START Task data

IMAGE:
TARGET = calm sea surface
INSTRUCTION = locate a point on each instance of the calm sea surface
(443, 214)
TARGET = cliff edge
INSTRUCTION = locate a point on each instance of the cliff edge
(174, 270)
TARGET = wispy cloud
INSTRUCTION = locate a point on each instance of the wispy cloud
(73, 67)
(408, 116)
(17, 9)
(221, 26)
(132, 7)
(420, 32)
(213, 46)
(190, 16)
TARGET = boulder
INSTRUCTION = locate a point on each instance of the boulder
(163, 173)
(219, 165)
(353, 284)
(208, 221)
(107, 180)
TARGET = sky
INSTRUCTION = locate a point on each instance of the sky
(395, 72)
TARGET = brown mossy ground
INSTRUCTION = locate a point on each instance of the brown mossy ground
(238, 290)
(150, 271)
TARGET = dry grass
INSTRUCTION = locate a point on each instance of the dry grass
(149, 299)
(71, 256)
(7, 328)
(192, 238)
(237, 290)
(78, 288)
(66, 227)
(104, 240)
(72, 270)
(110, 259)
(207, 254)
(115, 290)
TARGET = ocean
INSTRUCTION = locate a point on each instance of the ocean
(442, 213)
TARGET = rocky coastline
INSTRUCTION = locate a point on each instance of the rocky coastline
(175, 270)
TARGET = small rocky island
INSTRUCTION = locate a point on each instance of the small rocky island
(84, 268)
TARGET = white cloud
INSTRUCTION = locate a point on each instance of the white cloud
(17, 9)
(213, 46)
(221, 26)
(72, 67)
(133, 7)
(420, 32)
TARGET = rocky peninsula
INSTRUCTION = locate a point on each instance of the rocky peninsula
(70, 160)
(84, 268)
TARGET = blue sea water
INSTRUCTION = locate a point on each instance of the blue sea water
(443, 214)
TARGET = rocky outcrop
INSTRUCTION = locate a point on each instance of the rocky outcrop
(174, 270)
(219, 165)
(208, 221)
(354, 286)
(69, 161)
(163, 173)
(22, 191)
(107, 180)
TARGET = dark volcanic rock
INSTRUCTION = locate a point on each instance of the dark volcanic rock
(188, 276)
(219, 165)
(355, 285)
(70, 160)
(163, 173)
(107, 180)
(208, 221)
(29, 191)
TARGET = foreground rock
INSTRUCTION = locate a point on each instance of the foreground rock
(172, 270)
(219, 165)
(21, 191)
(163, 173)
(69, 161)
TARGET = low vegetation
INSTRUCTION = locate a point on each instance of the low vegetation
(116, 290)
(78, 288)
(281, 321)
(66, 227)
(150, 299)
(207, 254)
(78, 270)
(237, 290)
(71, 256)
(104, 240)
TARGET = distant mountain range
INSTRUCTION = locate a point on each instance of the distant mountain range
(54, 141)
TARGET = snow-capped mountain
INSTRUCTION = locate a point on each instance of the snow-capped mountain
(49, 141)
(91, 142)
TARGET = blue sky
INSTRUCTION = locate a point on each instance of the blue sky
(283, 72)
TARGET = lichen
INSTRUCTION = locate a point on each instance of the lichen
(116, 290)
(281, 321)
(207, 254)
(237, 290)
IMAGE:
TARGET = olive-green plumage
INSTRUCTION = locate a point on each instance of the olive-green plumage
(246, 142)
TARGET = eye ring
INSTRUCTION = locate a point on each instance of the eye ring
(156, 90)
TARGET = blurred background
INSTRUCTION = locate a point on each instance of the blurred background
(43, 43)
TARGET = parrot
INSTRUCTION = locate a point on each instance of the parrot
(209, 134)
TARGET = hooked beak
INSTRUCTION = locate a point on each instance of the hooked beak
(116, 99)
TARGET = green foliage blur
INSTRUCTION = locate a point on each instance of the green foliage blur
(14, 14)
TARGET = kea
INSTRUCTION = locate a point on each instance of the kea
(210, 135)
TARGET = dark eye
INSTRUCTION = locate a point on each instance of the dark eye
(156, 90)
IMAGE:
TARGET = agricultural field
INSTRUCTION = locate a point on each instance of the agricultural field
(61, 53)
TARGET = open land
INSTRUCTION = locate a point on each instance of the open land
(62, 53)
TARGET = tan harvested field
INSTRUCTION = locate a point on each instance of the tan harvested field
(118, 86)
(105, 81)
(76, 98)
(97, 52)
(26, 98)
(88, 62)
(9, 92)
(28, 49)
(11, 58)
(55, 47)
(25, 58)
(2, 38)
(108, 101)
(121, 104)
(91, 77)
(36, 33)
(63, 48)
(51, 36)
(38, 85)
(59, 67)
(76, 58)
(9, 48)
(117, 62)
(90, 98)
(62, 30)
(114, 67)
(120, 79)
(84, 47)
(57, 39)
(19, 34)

END Task data

◆ What the task asks ◆
Your reply is to repeat, unchanged, the lines above running from the one with "TARGET = ocean" up to and including the one with "TARGET = foreground rock".

◆ Your solution ◆
TARGET = ocean
INSTRUCTION = locate a point on each instance of the ocean
(442, 213)
TARGET = rocky coastline
INSTRUCTION = locate a point on each instance of the rocky coastline
(175, 270)
TARGET = small rocky island
INSTRUCTION = locate a point on each instance of the small rocky island
(84, 268)
TARGET = white cloud
INSTRUCTION = locate a point on each instance of the white cloud
(17, 9)
(213, 46)
(221, 26)
(72, 67)
(133, 7)
(420, 32)
TARGET = rocky peninsula
INSTRUCTION = locate a point on each instance of the rocky peninsula
(70, 160)
(84, 268)
TARGET = blue sea water
INSTRUCTION = locate a point on each instance of the blue sea water
(443, 214)
TARGET = rocky outcrop
INSTRUCTION = locate a point on each instance of the rocky outcrop
(174, 270)
(219, 165)
(208, 221)
(354, 286)
(69, 161)
(163, 173)
(22, 191)
(107, 180)
TARGET = dark volcanic rock
INSTRUCTION = locate a point on each instance of the dark volcanic rock
(188, 276)
(219, 165)
(355, 285)
(70, 160)
(163, 173)
(107, 180)
(208, 221)
(29, 191)
TARGET = foreground rock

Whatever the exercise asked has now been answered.